[TASKS TO CARRY OUT]
**A)** Using the report on the Assad regime and human trafficking in Syria, answer each question:
(i) On what date did the United States recognize the Syrian Interim Authorities as the Government of Syria?
(ii) On which tier did Syria remain?
(iii) Under what threats did regime officials force citizens to serve indefinitely?
**B)** From the report on the Assad regime and human trafficking in Syria, reproduce the part starting with "This report only" and going on through "the Assad regime.".

Between December 8, 2024, and March 31, 2025, the United States did not recognize the Syrian Interim Authorities, or any other entity, as the government of Syria. All references to the Assad regime refer to events prior to December 8, 2024. References to the Syrian Interim Authorities reflect events between December 8, 2024 – March 31, 2025. On May 13, 2025, the United States recognized the Syrian Interim Authorities as the Government of Syria.

This report only assesses the Assad regime and all references to the “government” or “Government of Syria” below are made in reference to the Assad regime.

The Assad Regime did not fully meet the minimum standards for the elimination of trafficking and did not make significant efforts to do so; therefore, Syria remained on Tier 3. During the reporting period, there was a government policy or pattern of human trafficking and employing or recruiting child soldiers. The Assad regime exploited its nationals in forced labor in its compulsory military service by forcing them to serve for indefinite or otherwise arbitrary periods. The regime’s officials did not demobilize most individuals from military service after their mandatory period of service; rather, they forced citizens to serve indefinitely under threats of detention, torture, familial reprisal, or death. The regime did not hold any traffickers criminally accountable, nor did it identify or protect any trafficking victims. The regime’s actions directly contributed to the population’s vulnerability to trafficking, and the regime continued to perpetrate human trafficking crimes routinely. The security situation and the regime’s restriction on freedom of movement, press, and internet access limited reporting, including of official complicity in human trafficking and child soldiering crimes. The regime and pro-Assad regime-affiliated militias forcibly recruited and used child soldiers. The former regime did not report efforts to disarm, demobilize, and reintegrate child soldiers, nor did it report investigating, prosecuting, or convicting officials complicit in the recruitment or use of child soldiers. The regime did not protect or prevent children from recruitment or use by armed opposition forces and other non-state armed actors, including U.S.-designated foreign terrorist organizations. The regime continued to arrest, detain, and severely abuse trafficking victims, including child soldiers, and inappropriately penalized them for unlawful acts committed as a direct result of being trafficked.

PRIORITIZED RECOMMENDATIONS:

  • Enact and implement an anti-trafficking law that criminalizes all forms of human trafficking and, with respect to sex trafficking, prescribes penalties commensurate with those prescribed for other grave crimes.
  • Cease or otherwise mitigate the forcible recruitment or use of child soldiers by government forces and pro-regime militias.
  • Enforce limits on the length of compulsory military service, demobilize individuals who have exceeded the service limit, and cease and mitigate the deceptive and coercive recruitment of returning refugees.
  • Cease and mitigate the inappropriate penalization of trafficking victims solely for unlawful acts committed as a direct result of being trafficked, including children recruited or used as child soldiers.

[GIVEN RECORDS]
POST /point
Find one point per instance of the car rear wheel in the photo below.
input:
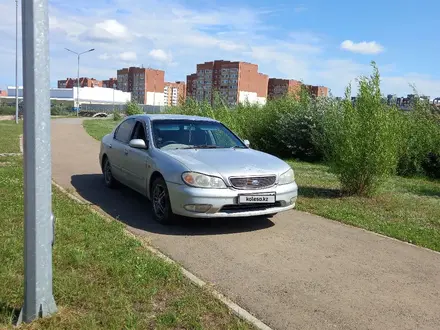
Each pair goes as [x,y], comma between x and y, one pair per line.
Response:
[161,202]
[109,180]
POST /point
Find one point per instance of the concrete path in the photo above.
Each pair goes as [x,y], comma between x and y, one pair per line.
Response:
[294,271]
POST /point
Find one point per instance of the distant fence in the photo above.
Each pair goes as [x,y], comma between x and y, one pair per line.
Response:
[108,108]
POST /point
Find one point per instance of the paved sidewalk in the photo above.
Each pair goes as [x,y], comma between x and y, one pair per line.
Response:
[294,271]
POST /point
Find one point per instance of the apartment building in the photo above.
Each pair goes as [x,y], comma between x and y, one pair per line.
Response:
[110,83]
[174,93]
[280,87]
[191,86]
[83,82]
[145,84]
[235,82]
[317,90]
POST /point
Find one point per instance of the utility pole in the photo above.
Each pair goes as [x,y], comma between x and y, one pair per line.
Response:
[38,222]
[77,75]
[16,61]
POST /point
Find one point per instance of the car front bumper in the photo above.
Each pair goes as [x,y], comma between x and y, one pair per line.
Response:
[224,202]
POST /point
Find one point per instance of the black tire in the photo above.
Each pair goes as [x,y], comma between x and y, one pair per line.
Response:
[109,180]
[160,201]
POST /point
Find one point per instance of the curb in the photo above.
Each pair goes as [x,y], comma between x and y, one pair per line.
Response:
[233,307]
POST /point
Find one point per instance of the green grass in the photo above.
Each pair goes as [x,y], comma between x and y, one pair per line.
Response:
[103,279]
[9,136]
[97,128]
[408,209]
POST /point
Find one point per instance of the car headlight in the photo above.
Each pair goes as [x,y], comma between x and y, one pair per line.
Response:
[287,177]
[200,180]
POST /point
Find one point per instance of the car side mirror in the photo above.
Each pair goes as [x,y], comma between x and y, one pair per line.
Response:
[138,144]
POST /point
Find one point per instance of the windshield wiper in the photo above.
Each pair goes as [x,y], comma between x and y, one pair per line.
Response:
[202,146]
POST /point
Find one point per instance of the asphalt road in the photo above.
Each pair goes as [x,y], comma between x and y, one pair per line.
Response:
[294,271]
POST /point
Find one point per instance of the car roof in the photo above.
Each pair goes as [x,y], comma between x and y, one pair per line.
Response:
[153,117]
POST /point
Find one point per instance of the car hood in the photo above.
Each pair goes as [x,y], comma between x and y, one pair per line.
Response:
[229,162]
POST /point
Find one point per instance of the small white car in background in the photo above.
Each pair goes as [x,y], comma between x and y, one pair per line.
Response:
[195,167]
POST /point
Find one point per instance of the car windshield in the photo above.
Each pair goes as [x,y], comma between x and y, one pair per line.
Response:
[193,134]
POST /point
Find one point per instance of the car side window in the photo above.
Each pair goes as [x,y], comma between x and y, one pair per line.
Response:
[139,131]
[124,130]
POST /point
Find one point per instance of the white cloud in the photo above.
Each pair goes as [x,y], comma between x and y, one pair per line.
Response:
[300,8]
[160,55]
[123,57]
[364,47]
[128,56]
[108,31]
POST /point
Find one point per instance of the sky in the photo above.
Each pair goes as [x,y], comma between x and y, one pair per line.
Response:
[319,42]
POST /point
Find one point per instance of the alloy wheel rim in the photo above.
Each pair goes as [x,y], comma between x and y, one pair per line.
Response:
[108,172]
[159,201]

[ANSWER SECTION]
**A)**
(i) May 13, 2025
(ii) Tier 3
(iii) Threats of detention, torture, familial reprisal, or death

**B)**
This report only assesses the Assad regime and all references to the “government” or “Government of Syria” below are made in reference to the Assad regime.